● **Task prompt**
Rewrite the records below with every "Place a pin on each instance" switched to "Mark every occurrence with a point" and nothing else changed. Leave the pictures out.
::: Input
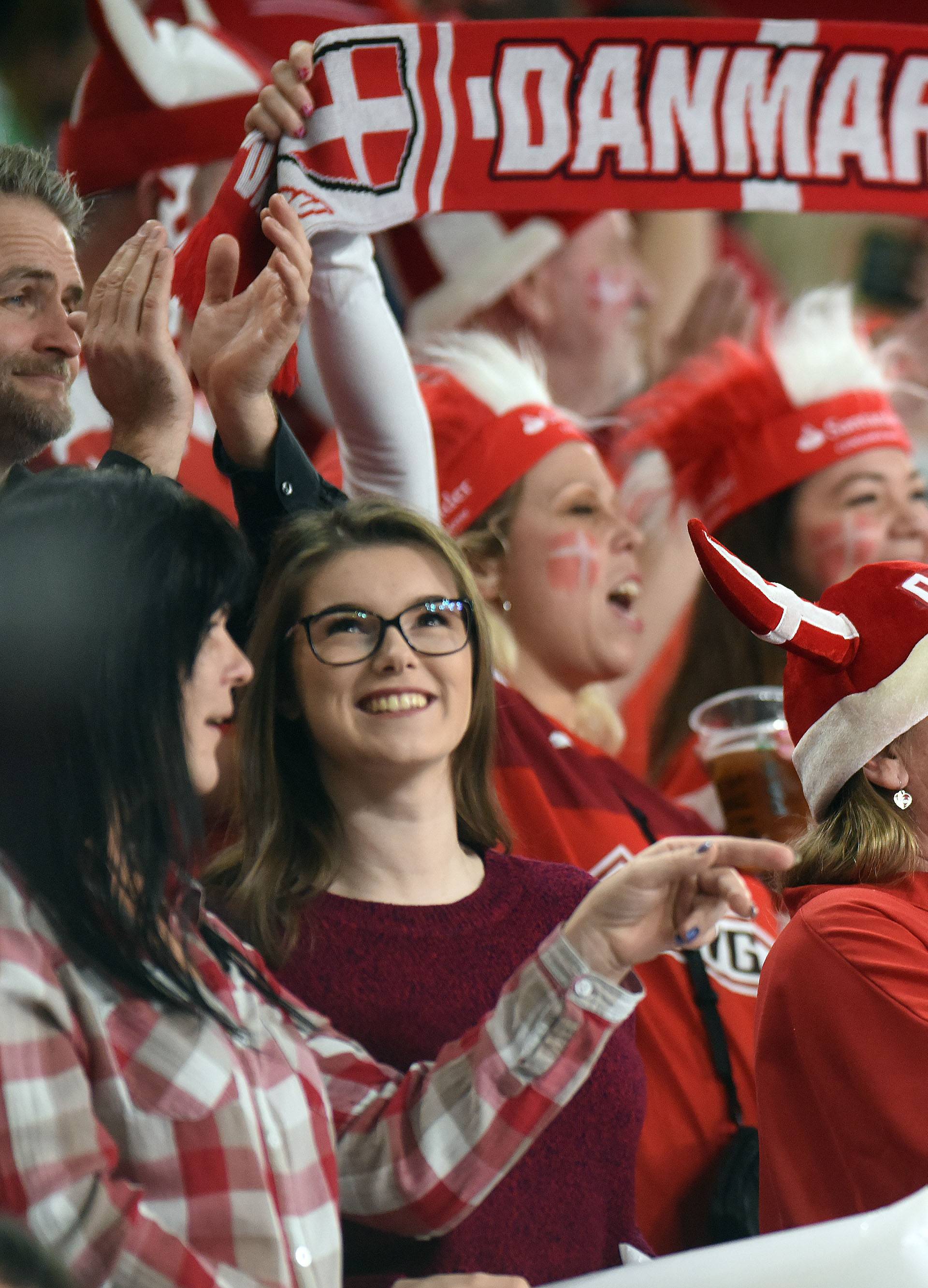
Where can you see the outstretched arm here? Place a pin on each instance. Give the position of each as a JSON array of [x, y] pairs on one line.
[[134, 368]]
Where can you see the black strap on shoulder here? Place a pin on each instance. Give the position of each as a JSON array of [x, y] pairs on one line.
[[707, 1000], [706, 997]]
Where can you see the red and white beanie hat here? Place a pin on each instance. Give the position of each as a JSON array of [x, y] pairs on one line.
[[492, 419], [448, 267], [851, 683], [733, 427], [158, 94]]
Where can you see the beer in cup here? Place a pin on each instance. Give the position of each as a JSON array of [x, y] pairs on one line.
[[744, 744]]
::::::
● **Exercise response**
Where can you see the outstretched arm here? Mark every occurrence with a point. Give the position of each as a JSON array of [x, y] pairs on one line.
[[134, 368]]
Where can you see the black strap on shoulder here? Mark every occurrence with a point. Give the position of each as a JSON array of [x, y] pairs on one line.
[[707, 1000], [706, 997]]
Where can you see the red and white beanie hat here? Mark every occurrence with a point. Give the position of each as a JSON array of [x, y] pairs on one line.
[[492, 419], [448, 267], [851, 683], [733, 427], [158, 94]]
Where can you see the beer in cup here? Mark every occurrence with a point. Give the position of each as a JSON array of [x, y] pairs on one line.
[[744, 744]]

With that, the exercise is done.